*What to work on:*
Copy out every one of the records again, swapping "even-odd" for "nonzero" and leaving all else unchanged.

┄┄┄┄┄┄┄┄┄┄

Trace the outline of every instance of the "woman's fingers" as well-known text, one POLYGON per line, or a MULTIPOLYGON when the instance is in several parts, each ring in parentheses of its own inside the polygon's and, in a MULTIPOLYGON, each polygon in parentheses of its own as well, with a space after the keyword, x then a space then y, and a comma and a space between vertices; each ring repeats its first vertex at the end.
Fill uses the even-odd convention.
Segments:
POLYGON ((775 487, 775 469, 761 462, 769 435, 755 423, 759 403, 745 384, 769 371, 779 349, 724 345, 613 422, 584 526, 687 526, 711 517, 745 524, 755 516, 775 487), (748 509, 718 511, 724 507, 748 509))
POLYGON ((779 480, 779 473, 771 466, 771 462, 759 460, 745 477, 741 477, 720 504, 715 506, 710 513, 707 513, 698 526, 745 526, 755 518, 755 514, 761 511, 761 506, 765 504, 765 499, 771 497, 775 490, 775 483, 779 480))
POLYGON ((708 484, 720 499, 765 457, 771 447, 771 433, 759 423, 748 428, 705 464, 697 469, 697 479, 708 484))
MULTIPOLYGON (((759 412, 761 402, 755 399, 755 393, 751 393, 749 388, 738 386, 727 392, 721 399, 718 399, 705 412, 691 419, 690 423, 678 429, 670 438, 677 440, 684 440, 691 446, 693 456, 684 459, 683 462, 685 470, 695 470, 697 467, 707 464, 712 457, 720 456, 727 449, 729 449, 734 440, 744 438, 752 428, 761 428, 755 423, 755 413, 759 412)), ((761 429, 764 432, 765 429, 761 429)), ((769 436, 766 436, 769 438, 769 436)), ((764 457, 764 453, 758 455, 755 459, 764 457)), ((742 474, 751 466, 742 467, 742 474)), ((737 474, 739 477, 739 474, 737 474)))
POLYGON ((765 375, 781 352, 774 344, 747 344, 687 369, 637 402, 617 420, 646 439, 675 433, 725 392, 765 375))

┄┄┄┄┄┄┄┄┄┄

*Exercise result:*
Trace the outline of every instance of the "woman's fingers" as well-known text, one POLYGON per line, or a MULTIPOLYGON when the instance is in several parts, each ring in parentheses of its own inside the polygon's and, in a MULTIPOLYGON, each polygon in parentheses of its own as well, with a space after the keyword, x then a space then y, and a comma and a space between vertices; each ring repeats its first vertex at the end.
Fill uses the nonzero convention.
Segments:
POLYGON ((775 487, 775 469, 761 462, 769 435, 755 423, 759 403, 745 384, 769 371, 779 349, 724 345, 613 422, 584 526, 687 526, 711 517, 745 524, 755 516, 775 487), (748 509, 718 511, 724 507, 748 509))
POLYGON ((779 480, 779 473, 771 466, 771 462, 759 460, 745 477, 741 477, 720 504, 715 506, 710 513, 707 513, 698 526, 745 526, 755 518, 755 514, 761 511, 761 506, 765 504, 765 499, 771 497, 775 490, 775 483, 779 480))
POLYGON ((708 484, 720 499, 765 457, 771 447, 771 433, 759 423, 748 428, 705 464, 697 469, 697 479, 708 484))
MULTIPOLYGON (((759 412, 761 402, 755 399, 755 393, 751 393, 749 388, 738 386, 727 392, 721 399, 718 399, 705 412, 691 419, 690 423, 678 429, 670 438, 677 440, 684 440, 691 446, 693 456, 684 459, 683 462, 685 470, 695 470, 697 467, 707 464, 712 457, 720 456, 727 449, 729 449, 734 440, 744 438, 752 428, 761 428, 755 423, 755 413, 759 412)), ((761 429, 764 432, 765 429, 761 429)), ((769 436, 766 436, 769 438, 769 436)), ((764 457, 764 453, 758 455, 755 459, 764 457)), ((742 474, 751 466, 742 467, 742 474)), ((737 474, 739 477, 739 474, 737 474)))
POLYGON ((765 375, 781 352, 774 344, 747 344, 687 369, 637 402, 617 420, 646 439, 675 433, 725 392, 765 375))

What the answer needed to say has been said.